Corpus analysis should also take into consideration the material structure of supports.
The manuscript collation (structure of leaves and quires) should be considered when
collating philologically texts coming from different manuscripts or manuscripts' parts.
For the collation of the manuscript we use the very nice VisColl tool by Dot Porter
[] to visualize the structure of the quires, extracting the
information from a simple list encoding.
<list>
<item xml:id="q1">
<dim unit="leaf">7</dim>
<locus from="1r" to="7v"/>
I(7; s.l.: 1, stub after 7/fols. 1r-7v)
</item>
<item xml:id="q2">
<dim unit="leaf">8</dim>
<locus from="8r" to="15v"/>
?II(8/fols. 8r-15v)
</item>
<item xml:id="q3">
<dim unit="leaf">8</dim>
<locus from="16r" to="23v"/>
?III(8; s.l.: 2, stub after 6; 7, stub after 1/fols. 16r-23v)
</item>
....
</list>
The
above XML structure is transformed in the intermediate format required by the tool by an
XSLT and is then passed as a parameter to the VisColl XSLT library to produce the following
result
Lists of contents are vital to understand what a manuscript contains and can alone give
all the information a user actually needs. In Beta maṣāḥǝft these summary links to records
with the data about each of the works or parts of works listed in the manuscript.

:: Exercise task 1 ::
In the passage on manuscript collation, which tool is used to visualize the structure of the quires?
:: Exercise task 2 ::
Write a continuation of the passage on manuscript collation, picking up after its final sentence.

:: Dataset rows ::
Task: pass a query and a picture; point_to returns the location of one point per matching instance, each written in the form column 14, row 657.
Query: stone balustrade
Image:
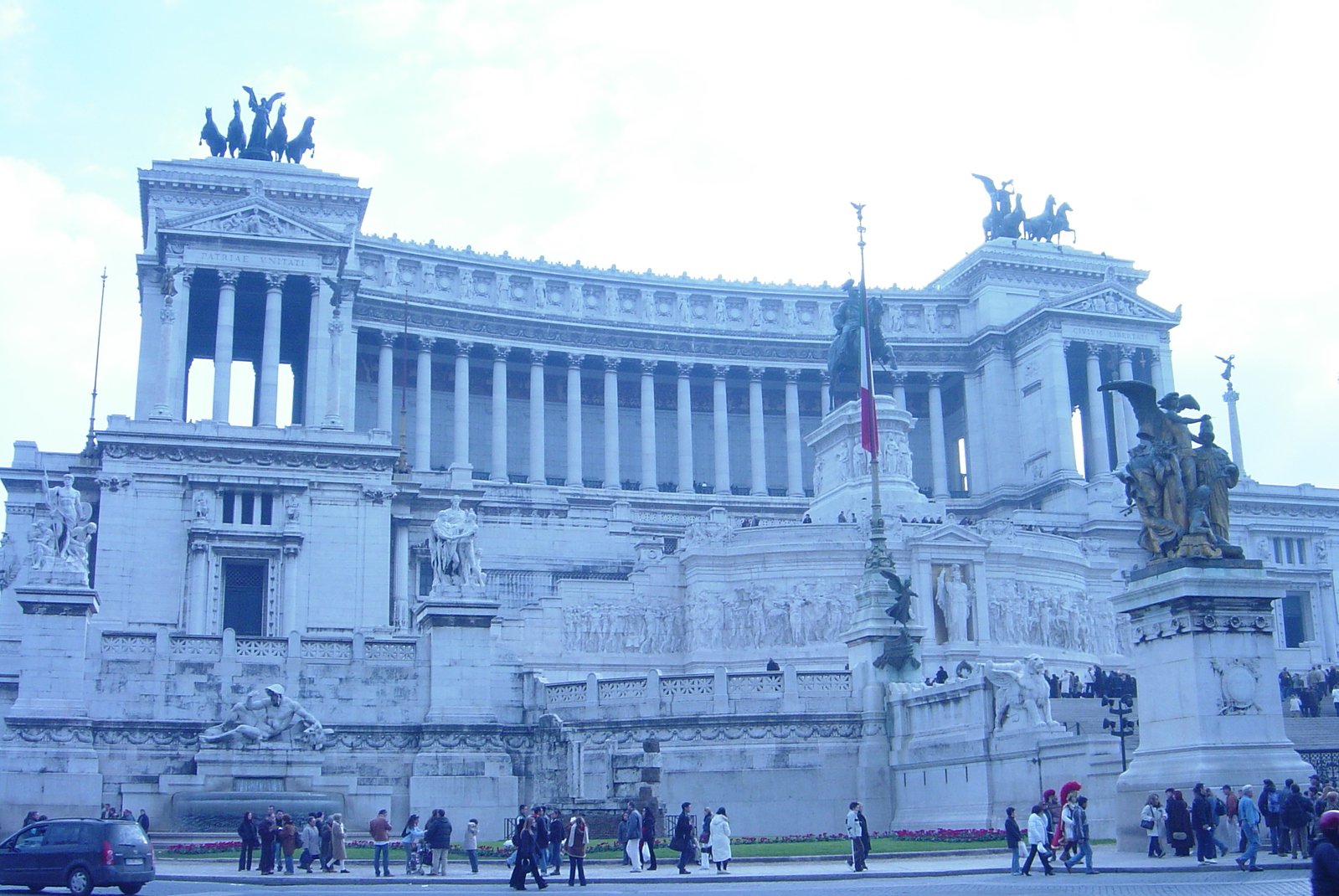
column 717, row 693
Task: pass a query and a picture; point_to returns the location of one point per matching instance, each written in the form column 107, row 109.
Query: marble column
column 978, row 482
column 574, row 477
column 332, row 420
column 795, row 474
column 1101, row 451
column 461, row 408
column 224, row 343
column 268, row 408
column 612, row 478
column 683, row 424
column 757, row 449
column 721, row 428
column 404, row 576
column 900, row 390
column 1125, row 370
column 167, row 348
column 938, row 457
column 538, row 473
column 500, row 471
column 648, row 426
column 424, row 406
column 384, row 379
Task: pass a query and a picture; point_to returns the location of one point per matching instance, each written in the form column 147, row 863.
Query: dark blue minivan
column 80, row 853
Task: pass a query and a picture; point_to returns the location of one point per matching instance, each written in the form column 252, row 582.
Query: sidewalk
column 742, row 871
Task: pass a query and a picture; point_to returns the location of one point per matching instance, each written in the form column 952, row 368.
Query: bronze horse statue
column 301, row 143
column 210, row 134
column 277, row 140
column 236, row 131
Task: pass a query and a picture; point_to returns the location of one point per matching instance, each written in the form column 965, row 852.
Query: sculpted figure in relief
column 456, row 559
column 265, row 714
column 1021, row 688
column 954, row 598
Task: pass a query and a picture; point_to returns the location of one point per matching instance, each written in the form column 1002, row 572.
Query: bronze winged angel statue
column 1178, row 489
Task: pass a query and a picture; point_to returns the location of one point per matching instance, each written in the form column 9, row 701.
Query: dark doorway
column 244, row 596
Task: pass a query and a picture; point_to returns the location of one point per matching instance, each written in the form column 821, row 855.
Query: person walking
column 853, row 833
column 288, row 842
column 1325, row 856
column 1082, row 840
column 1269, row 806
column 1151, row 819
column 1012, row 837
column 634, row 833
column 557, row 836
column 410, row 837
column 527, row 857
column 721, row 842
column 647, row 842
column 576, row 846
column 438, row 837
column 471, row 844
column 337, row 853
column 1295, row 813
column 1203, row 820
column 684, row 836
column 704, row 837
column 247, row 833
column 265, row 832
column 379, row 828
column 323, row 824
column 1038, row 846
column 1249, row 813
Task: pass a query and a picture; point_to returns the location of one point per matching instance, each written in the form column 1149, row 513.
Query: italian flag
column 868, row 420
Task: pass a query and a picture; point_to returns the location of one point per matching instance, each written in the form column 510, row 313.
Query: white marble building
column 614, row 433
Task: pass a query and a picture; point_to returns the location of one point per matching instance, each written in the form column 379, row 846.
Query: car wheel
column 80, row 882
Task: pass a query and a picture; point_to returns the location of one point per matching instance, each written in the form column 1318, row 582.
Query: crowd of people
column 1306, row 694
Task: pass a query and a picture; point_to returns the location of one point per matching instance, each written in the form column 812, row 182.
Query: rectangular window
column 1296, row 619
column 244, row 595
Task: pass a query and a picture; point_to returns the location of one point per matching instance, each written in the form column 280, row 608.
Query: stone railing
column 214, row 648
column 715, row 693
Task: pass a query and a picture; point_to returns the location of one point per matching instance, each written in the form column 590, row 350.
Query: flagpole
column 878, row 558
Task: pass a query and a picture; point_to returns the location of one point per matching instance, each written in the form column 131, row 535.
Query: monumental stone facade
column 663, row 505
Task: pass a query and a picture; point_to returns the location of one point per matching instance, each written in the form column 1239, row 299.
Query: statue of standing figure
column 954, row 598
column 456, row 558
column 1180, row 491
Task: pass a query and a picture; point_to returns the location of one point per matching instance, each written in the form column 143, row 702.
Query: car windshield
column 127, row 833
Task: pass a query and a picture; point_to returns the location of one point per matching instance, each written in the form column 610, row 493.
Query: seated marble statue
column 263, row 715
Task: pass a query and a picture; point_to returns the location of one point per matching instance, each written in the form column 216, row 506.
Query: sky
column 711, row 138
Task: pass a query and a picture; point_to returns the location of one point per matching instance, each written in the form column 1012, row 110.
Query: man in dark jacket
column 648, row 836
column 683, row 837
column 1295, row 812
column 438, row 837
column 1204, row 821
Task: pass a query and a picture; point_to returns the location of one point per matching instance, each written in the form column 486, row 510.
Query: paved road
column 1280, row 883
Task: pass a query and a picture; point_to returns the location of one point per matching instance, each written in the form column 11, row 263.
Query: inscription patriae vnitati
column 250, row 260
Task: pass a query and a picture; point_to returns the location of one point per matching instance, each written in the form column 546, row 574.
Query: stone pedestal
column 55, row 635
column 1209, row 708
column 460, row 638
column 841, row 466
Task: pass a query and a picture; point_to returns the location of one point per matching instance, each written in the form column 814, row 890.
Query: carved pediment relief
column 255, row 219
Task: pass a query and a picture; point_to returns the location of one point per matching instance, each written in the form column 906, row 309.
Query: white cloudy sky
column 1195, row 138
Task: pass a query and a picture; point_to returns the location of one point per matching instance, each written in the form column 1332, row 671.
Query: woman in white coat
column 1037, row 842
column 721, row 842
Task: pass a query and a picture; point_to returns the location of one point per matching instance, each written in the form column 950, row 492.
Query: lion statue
column 1021, row 685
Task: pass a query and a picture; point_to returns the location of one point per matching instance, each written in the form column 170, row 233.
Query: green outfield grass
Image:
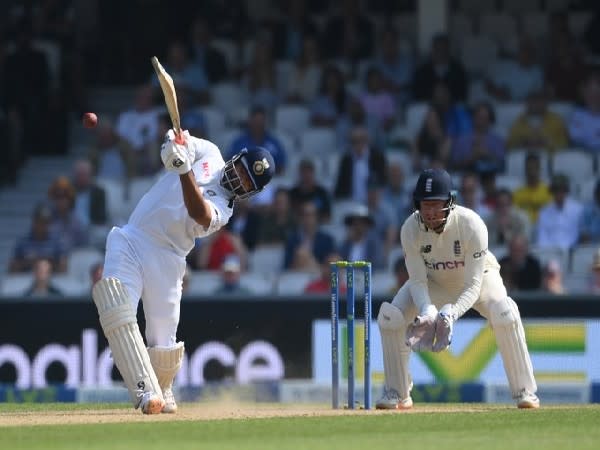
column 489, row 427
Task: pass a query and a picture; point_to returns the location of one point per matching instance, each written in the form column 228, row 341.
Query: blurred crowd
column 351, row 112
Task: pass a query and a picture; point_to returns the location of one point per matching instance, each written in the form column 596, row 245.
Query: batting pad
column 119, row 323
column 392, row 327
column 510, row 337
column 166, row 362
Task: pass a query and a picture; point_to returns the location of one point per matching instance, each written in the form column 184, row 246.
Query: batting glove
column 443, row 327
column 421, row 333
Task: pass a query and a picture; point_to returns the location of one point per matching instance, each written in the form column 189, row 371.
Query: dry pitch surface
column 213, row 411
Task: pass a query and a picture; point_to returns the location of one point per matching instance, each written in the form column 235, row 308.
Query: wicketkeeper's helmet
column 259, row 166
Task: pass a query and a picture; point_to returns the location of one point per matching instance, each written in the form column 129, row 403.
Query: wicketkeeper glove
column 443, row 327
column 421, row 333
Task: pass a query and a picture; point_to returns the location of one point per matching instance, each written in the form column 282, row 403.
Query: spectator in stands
column 396, row 66
column 520, row 269
column 566, row 69
column 330, row 103
column 42, row 285
column 291, row 31
column 584, row 125
column 260, row 76
column 257, row 134
column 307, row 241
column 231, row 271
column 376, row 100
column 39, row 243
column 279, row 221
column 356, row 116
column 348, row 35
column 440, row 67
column 400, row 274
column 186, row 73
column 538, row 128
column 395, row 193
column 139, row 125
column 204, row 54
column 432, row 145
column 560, row 220
column 481, row 149
column 361, row 242
column 590, row 220
column 322, row 284
column 90, row 199
column 534, row 194
column 552, row 278
column 514, row 79
column 385, row 224
column 307, row 188
column 111, row 156
column 470, row 195
column 506, row 221
column 594, row 286
column 357, row 165
column 210, row 252
column 65, row 222
column 302, row 85
column 246, row 222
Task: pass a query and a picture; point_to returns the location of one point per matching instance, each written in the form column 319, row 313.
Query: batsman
column 146, row 258
column 450, row 271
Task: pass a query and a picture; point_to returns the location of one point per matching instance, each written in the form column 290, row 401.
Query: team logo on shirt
column 457, row 248
column 259, row 167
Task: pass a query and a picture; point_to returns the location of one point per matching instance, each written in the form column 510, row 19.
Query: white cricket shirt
column 161, row 214
column 454, row 259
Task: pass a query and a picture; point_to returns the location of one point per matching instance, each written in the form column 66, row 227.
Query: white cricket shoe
column 151, row 403
column 391, row 400
column 527, row 400
column 170, row 404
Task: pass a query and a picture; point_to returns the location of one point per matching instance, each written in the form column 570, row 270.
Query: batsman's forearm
column 198, row 209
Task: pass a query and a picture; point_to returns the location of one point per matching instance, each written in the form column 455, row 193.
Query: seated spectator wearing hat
column 552, row 278
column 361, row 243
column 42, row 280
column 520, row 270
column 307, row 241
column 39, row 243
column 559, row 221
column 594, row 286
column 590, row 221
column 231, row 271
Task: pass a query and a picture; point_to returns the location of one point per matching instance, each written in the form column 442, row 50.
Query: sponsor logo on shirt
column 456, row 248
column 443, row 265
column 477, row 255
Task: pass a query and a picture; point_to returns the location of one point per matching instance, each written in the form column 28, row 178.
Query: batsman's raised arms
column 168, row 88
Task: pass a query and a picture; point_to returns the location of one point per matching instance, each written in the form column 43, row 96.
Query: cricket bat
column 168, row 88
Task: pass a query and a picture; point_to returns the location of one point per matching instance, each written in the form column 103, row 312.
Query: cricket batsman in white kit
column 147, row 259
column 450, row 268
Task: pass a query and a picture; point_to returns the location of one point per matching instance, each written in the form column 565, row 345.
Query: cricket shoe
column 151, row 403
column 527, row 400
column 391, row 400
column 170, row 404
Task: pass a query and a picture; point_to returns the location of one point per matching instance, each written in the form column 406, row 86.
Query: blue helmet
column 258, row 165
column 434, row 184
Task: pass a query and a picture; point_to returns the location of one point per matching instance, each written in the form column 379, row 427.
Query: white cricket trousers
column 152, row 273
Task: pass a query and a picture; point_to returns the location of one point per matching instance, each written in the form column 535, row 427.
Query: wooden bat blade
column 168, row 88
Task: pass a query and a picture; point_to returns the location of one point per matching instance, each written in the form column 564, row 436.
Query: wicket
column 335, row 306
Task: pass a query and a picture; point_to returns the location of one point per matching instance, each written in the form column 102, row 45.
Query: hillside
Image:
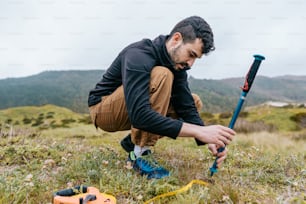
column 49, row 148
column 70, row 89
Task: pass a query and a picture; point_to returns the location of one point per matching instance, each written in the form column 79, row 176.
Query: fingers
column 226, row 135
column 221, row 157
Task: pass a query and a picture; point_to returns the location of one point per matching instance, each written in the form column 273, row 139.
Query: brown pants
column 111, row 113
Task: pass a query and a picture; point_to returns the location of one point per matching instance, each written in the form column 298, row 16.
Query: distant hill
column 70, row 89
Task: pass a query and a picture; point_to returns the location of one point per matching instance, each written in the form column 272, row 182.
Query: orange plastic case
column 75, row 199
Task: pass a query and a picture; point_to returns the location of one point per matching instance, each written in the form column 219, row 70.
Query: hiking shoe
column 146, row 165
column 127, row 144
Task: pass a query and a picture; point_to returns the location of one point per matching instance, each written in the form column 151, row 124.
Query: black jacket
column 132, row 68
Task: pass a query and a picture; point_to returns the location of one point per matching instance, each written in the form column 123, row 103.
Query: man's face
column 184, row 55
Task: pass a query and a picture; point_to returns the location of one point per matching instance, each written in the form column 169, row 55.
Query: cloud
column 79, row 34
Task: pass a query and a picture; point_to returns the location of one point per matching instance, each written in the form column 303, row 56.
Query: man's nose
column 190, row 62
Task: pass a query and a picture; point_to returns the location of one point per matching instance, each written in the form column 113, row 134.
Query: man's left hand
column 221, row 155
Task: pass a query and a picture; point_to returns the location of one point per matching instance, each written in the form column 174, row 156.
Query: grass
column 262, row 167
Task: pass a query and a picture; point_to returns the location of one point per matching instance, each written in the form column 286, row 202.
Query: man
column 145, row 90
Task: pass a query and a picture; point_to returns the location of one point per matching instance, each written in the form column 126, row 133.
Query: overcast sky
column 40, row 35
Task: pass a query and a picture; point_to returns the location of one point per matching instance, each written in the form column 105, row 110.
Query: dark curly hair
column 195, row 27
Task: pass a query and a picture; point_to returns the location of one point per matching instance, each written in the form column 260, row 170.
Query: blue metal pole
column 245, row 89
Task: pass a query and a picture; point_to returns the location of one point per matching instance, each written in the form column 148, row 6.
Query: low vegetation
column 48, row 148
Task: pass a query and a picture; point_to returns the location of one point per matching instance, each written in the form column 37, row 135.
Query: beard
column 174, row 54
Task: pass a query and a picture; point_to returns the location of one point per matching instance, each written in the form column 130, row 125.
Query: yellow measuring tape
column 181, row 190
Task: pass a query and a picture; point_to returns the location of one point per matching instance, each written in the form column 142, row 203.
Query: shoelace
column 150, row 162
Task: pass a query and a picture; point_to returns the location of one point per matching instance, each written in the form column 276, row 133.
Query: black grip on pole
column 252, row 73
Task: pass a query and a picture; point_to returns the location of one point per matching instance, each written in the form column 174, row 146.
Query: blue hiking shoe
column 146, row 165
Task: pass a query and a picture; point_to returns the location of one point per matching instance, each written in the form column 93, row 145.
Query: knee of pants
column 197, row 101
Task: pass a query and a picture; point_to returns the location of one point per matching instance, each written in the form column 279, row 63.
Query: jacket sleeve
column 136, row 70
column 183, row 102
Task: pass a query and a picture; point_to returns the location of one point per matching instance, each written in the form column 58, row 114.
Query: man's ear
column 177, row 38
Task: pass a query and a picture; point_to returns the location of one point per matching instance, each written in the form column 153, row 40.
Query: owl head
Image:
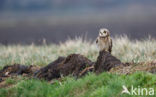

:: Exercise output 1 ::
VisColl, by Dot Porter.

:: Exercise output 2 ::
<msItem xml:id="ms_i1.6">
<locus from="105r" facs="f223"/>
<title type="complete" ref="LIT1812GospelLuke"/>
<msItem xml:id="ms_i1.6.1">
<locus from="105r" facs="f223"/>
<title type="complete" ref="LIT1812GospelLuke#TituliLuke"/>
</msItem>
<msItem xml:id="ms_i1.6.2">
<title type="complete" ref="LIT2713Luke" xml:lang="gez">ወንጌል፡ ዘሉቃስ።</title>
<note>
The text is divided in 85 (or 83) sections, which correspond approximately to the old
<foreign xml:lang="grc">τίτλοι</foreign>
.
</note>
<note>
The pericopes, the chapters of Ammonius and the 343 canons of
<persName ref="PRS3912Eusebius"/>
are indicated in the margins.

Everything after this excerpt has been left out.